▸ **REQUIRED TASK**
Switch "headset with ear cups" to "headphones" in the lines below, from the line with "Could you point at the utility" through the end of the lines, and give back only that stretch with everything else unchanged.

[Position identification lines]
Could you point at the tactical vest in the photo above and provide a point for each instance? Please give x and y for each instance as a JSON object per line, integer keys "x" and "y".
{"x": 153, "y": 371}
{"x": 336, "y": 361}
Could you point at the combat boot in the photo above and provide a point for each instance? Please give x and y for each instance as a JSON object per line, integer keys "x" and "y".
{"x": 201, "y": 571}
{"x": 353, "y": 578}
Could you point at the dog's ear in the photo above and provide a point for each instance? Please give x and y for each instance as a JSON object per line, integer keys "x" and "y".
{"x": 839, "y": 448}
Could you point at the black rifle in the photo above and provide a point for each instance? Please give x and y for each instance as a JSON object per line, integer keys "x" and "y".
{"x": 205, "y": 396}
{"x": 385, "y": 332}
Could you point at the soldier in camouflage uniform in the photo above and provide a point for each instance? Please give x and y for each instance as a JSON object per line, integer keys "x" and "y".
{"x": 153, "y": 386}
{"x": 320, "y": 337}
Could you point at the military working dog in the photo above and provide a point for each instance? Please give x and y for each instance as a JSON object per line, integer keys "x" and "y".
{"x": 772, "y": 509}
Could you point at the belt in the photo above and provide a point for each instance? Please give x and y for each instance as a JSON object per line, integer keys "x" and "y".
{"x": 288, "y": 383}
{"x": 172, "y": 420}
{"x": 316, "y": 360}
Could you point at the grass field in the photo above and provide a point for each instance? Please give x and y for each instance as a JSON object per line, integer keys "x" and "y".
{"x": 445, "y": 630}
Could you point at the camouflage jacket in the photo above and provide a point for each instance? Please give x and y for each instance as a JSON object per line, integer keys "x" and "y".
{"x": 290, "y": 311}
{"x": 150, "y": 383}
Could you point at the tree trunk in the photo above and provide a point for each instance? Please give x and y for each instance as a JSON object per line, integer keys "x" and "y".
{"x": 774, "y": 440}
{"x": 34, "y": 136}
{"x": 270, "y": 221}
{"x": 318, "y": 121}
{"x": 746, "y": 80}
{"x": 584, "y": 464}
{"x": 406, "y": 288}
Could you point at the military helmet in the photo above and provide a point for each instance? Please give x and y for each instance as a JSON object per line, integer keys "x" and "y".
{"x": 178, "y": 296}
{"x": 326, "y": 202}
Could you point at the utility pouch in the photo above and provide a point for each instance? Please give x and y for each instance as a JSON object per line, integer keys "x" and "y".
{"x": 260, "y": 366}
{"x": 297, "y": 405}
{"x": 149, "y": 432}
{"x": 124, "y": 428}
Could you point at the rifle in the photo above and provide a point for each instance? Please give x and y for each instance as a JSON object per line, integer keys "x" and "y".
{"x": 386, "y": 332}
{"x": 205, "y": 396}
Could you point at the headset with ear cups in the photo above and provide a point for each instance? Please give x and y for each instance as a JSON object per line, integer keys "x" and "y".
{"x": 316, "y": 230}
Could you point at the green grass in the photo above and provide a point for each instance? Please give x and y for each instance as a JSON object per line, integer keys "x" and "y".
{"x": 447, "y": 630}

▸ **PROBLEM SOLUTION**
Could you point at the utility pouch in the photo above and provide a point for each instance? Please give x and y for each instance as a JSON object per line, integer keys "x" and "y".
{"x": 260, "y": 366}
{"x": 297, "y": 405}
{"x": 149, "y": 432}
{"x": 124, "y": 428}
Could you point at the rifle in the photo above and provide a point for each instance? Please give x and y for each instance as a JSON object per line, integer keys "x" and "y".
{"x": 386, "y": 332}
{"x": 205, "y": 396}
Could you point at the headphones in the photo above and provide a point for each instance? Please give x and y for each instance as a JSON object per line, integer keys "x" and "y".
{"x": 316, "y": 230}
Could you point at the green grass in the photo above and provide a point for each instance? Please give x and y for each instance as a JSON object per line, integer keys "x" and "y".
{"x": 447, "y": 630}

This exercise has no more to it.